WHAT TO WORK ON
Retype the lines of the records below, starting at the line that contains "Where can the open" and ending at the line that contains "pixel 633 204", with both of those lines included.

§

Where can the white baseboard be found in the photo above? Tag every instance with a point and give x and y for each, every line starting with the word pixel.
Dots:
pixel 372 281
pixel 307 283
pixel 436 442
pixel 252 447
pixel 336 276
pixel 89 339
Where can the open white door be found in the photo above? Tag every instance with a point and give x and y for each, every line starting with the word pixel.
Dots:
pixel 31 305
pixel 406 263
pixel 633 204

§

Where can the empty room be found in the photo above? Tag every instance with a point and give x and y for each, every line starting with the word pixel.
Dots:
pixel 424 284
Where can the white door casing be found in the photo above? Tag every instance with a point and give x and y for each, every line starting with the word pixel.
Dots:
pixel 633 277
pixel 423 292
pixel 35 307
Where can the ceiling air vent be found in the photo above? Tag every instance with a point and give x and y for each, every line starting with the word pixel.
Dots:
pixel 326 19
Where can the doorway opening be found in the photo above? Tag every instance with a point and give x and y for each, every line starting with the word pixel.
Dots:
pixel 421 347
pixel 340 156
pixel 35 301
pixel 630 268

§

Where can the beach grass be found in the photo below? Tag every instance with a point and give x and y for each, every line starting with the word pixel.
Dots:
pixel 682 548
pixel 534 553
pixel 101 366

§

SOLUTION TO THIS EXERCISE
Where can the open white door be found in the photo above? Tag every instance with a point and give x and y for each, every line starting with the word pixel.
Dots:
pixel 31 305
pixel 406 263
pixel 633 204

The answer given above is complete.